DIRECTIONS:
Please output every record exactly, keeping each line as it is.

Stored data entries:
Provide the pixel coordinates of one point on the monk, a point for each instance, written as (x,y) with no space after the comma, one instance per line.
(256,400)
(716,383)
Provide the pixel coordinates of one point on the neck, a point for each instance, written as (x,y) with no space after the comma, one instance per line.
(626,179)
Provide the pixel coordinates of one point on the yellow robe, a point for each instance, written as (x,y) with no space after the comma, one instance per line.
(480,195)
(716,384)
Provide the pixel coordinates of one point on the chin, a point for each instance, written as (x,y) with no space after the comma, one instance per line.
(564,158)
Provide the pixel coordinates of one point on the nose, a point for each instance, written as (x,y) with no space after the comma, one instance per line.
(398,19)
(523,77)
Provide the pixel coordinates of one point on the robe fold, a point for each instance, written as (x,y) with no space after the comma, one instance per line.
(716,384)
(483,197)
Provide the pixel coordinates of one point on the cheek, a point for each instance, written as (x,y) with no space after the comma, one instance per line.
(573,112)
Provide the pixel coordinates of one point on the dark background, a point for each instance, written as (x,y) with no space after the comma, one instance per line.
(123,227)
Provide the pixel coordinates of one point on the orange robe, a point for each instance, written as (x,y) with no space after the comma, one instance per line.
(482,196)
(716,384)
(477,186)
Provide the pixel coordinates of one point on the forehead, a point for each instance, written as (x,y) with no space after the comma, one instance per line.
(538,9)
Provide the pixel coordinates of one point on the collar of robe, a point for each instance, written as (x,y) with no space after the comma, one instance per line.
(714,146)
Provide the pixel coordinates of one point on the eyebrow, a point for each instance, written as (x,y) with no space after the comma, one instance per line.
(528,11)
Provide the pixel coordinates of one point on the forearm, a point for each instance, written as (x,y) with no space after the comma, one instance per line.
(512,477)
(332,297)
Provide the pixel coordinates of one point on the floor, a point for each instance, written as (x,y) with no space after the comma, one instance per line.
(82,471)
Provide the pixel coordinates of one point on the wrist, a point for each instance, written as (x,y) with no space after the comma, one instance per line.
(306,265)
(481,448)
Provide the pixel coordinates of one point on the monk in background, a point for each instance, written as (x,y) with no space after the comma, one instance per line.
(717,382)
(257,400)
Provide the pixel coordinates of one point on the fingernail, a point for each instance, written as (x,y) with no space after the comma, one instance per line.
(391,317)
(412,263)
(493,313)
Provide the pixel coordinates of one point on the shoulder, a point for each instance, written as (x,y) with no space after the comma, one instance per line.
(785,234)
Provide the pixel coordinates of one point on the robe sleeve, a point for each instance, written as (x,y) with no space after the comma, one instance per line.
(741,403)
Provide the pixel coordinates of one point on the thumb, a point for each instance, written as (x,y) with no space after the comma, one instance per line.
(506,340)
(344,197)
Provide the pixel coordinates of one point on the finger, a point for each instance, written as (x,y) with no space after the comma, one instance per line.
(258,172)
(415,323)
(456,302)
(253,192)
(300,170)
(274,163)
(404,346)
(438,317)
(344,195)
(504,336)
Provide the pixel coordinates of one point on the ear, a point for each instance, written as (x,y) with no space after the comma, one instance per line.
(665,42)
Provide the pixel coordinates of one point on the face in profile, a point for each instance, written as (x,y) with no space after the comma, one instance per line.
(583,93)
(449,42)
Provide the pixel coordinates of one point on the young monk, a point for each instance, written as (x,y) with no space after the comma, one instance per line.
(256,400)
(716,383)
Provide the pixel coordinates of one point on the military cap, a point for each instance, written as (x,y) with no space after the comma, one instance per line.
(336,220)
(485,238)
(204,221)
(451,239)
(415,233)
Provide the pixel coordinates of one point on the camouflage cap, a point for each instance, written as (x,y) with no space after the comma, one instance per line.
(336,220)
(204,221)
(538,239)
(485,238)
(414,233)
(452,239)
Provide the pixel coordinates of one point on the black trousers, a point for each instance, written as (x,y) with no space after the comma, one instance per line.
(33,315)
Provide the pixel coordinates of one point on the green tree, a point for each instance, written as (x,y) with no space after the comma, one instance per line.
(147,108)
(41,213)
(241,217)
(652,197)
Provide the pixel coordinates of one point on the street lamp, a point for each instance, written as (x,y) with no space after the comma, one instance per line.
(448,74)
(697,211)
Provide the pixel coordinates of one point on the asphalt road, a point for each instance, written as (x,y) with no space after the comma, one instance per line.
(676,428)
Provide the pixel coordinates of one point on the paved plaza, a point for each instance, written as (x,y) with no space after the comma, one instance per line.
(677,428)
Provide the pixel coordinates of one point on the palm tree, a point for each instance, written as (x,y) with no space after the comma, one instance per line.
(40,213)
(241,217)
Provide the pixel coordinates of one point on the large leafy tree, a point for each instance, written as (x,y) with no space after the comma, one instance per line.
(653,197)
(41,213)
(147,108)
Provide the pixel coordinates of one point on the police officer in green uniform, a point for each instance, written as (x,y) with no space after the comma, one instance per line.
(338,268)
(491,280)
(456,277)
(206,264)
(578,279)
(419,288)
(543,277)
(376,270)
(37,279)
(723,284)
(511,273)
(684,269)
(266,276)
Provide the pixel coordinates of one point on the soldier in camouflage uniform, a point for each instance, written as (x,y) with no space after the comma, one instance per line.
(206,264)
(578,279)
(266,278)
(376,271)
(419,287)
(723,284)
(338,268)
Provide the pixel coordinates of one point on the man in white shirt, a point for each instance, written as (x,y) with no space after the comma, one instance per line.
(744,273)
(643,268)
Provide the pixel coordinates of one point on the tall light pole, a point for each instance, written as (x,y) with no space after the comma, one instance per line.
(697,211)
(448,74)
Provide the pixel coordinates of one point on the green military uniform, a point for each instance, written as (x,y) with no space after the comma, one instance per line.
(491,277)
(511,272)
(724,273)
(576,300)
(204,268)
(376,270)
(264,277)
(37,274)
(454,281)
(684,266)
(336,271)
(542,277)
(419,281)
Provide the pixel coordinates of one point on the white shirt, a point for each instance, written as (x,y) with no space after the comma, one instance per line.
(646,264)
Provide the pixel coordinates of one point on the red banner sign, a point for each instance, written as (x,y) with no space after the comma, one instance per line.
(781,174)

RESULT OF THE EXERCISE:
Provide the pixel coordinates of one point on the monk, a point for each instance, written as (x,y) with no space after the comma, one instance per line.
(256,400)
(716,383)
Provide the pixel coordinates of one point on the neck, a point for each instance, written as (x,y) with no space after the comma, one instance per line.
(626,179)
Provide the pixel coordinates of one point on the yellow robe, a point for each instance, written as (x,y) with no space after the comma, one instance per line.
(480,195)
(716,384)
Provide the pixel coordinates of one point on the chin, a point for each instance, written as (x,y) with no space after the comma, one instance per line.
(564,158)
Provide the pixel coordinates of one point on the nose, a point for each instance, written as (x,y) with no space after the comma, one instance per line.
(398,19)
(523,77)
Provide the pixel coordinates of one point on the robe fold, a point for each instance, written as (x,y) with no space after the comma, one instance per line.
(716,384)
(483,197)
Provide the pixel coordinates of one point on the cheek, a point for each instance, written as (x,y) with no space after the comma, one instance per line.
(573,112)
Provide the pixel coordinates of one point on the dark background, a point for each instance, written as (x,y) with no space after the comma, one instance per line.
(123,227)
Provide the pixel coordinates of one point on the orange robe, a point for each instance, written as (x,y) with no space after the comma, one instance per line.
(482,196)
(716,384)
(477,186)
Provide the pixel coordinates of one point on the forehead, a point for each instance, written as (x,y) with no space after the comma, one instance per line.
(538,9)
Provide the pixel coordinates of one point on the collar of robe, a point for each instance, written as (x,y) with no space after the comma, one instance per line.
(714,146)
Provide the pixel coordinates of one point on the eyebrow, a point for each instance, written as (x,y) with no space after the comma, one instance per line.
(528,11)
Provide the pixel coordinates of one point on the forearm, a point for each instance, written as (x,y) with no space after the comma, one instance per line.
(512,477)
(332,297)
Provide the pixel coordinates of one point on the floor, a point for each instance, written as (x,y) with no space after the comma, one instance per line.
(82,471)
Provide the pixel coordinates of one point on the wrist, a point for each instance, written as (x,y) with no space after the comma, one instance per line.
(306,265)
(481,448)
Provide the pixel coordinates of one point on the monk in background, a point for each instance, written as (x,y) with no space after the comma, one instance per line.
(717,382)
(257,400)
Provide the pixel coordinates of one point on the fingernail, a point for each instance, written as (x,y) with no space after the comma, one instance per line.
(391,317)
(412,263)
(493,313)
Provide the pixel coordinates of one point on the shoulder, a point for each instance, written as (x,y) with no space after the comma, one instance per line.
(785,234)
Provide the pixel coordinates of one point on the robe sleeve, a point for each instance, written as (x,y) with no space after the comma, one instance per line.
(741,403)
Provide the pixel coordinates of one point on the thumb, a point for each instance, written as (x,y) with no space after the comma, one instance per line.
(506,340)
(344,197)
Provide the pixel coordinates of one point on the finger, a point for each instance, written as (x,y) with no space after the comma, one instance per line.
(258,172)
(415,323)
(456,302)
(253,192)
(300,170)
(274,163)
(404,346)
(438,317)
(344,195)
(504,336)
Provide the pixel coordinates of one point on the ear, a point for each instance, written as (x,y) with no space after the comma, one instance per line.
(665,42)
Provide the pixel coordinates of one point on the face in profile, a point for each instance, written as (x,y) with no space after the comma, one instance per line.
(583,93)
(449,42)
Provide the pixel coordinates of one point on the young monk, a point for each instance, written as (x,y) with no space after the comma, one instance per line.
(256,400)
(716,383)
Provide the pixel coordinates of one point on the military cap, a point for each instance, written as (x,y) with no space after the comma, one instance per line.
(336,220)
(485,238)
(204,221)
(451,239)
(415,233)
Provide the pixel coordinates of one point on the camouflage cap, a point for each instance, written as (x,y) with no space after the comma, one instance per line.
(336,220)
(204,221)
(538,239)
(485,238)
(414,233)
(452,239)
Provide the pixel coordinates of one point on the black trousers, a point for each instance, written as (x,y) with no space after the comma, one instance per line.
(33,315)
Provide the pixel coordinates of one point on the green tree, a point for each instance, written as (x,y) with no space after the comma, one instance per line.
(147,108)
(41,213)
(241,217)
(652,197)
Provide the pixel coordinates of one point on the street lamp, a point for each instance, written as (x,y) with no space after the comma, one instance per line.
(448,74)
(697,211)
Provide the pixel coordinates of one point on the asphalt road, a point for each instance, written as (x,y) with no space after the comma, one instance per line.
(676,428)
Provide the pixel coordinates of one point on the paved plaza, a point for each instance, written as (x,y) with no space after the comma, one instance per line.
(677,428)
Provide the pixel coordinates of one point on the palm tree, a point for each instance, written as (x,y) with no space after the comma, one instance per line.
(40,213)
(241,217)
Provide the pixel coordinates of one point on the large leafy tree, a point for each instance, written as (x,y) with no space after the comma, one instance per line.
(653,197)
(41,213)
(147,108)
Provide the pixel coordinates of one point on the police officer in green uniform, a point for each instance, written as (x,y) with no space after the comma, one instance per line.
(338,268)
(491,280)
(456,277)
(206,264)
(578,279)
(419,288)
(543,277)
(376,270)
(37,279)
(723,284)
(511,273)
(684,269)
(266,276)
Provide the pixel coordinates of one point on the soldier in camouflage uniform, a point for each instance, written as (x,y) with no space after the comma, one instance per line.
(206,264)
(578,279)
(266,278)
(376,271)
(419,287)
(723,284)
(338,268)
Provide the pixel coordinates of one point on the man in white shirt, a point for each instance, written as (x,y) with no space after the comma, one instance per line.
(744,273)
(643,268)
Provide the pixel coordinates of one point on the tall light pole, a point for each instance, written as (x,y) with no space after the comma, one instance per line.
(697,211)
(448,74)
Provide the pixel coordinates of one point on the green military uniform, a point for each instance, written as (x,y) with no space after the comma, one instance per line.
(491,277)
(511,272)
(724,273)
(576,300)
(204,268)
(376,270)
(264,277)
(37,274)
(454,281)
(684,266)
(336,271)
(542,277)
(419,281)
Provide the pixel coordinates of one point on the white shirt, a point for each instance, written as (x,y) with no space after the comma, one instance per line.
(646,264)
Provide the pixel coordinates of one point on the red banner sign, a point for each instance, written as (x,y) with no space after the comma, one instance per line.
(781,174)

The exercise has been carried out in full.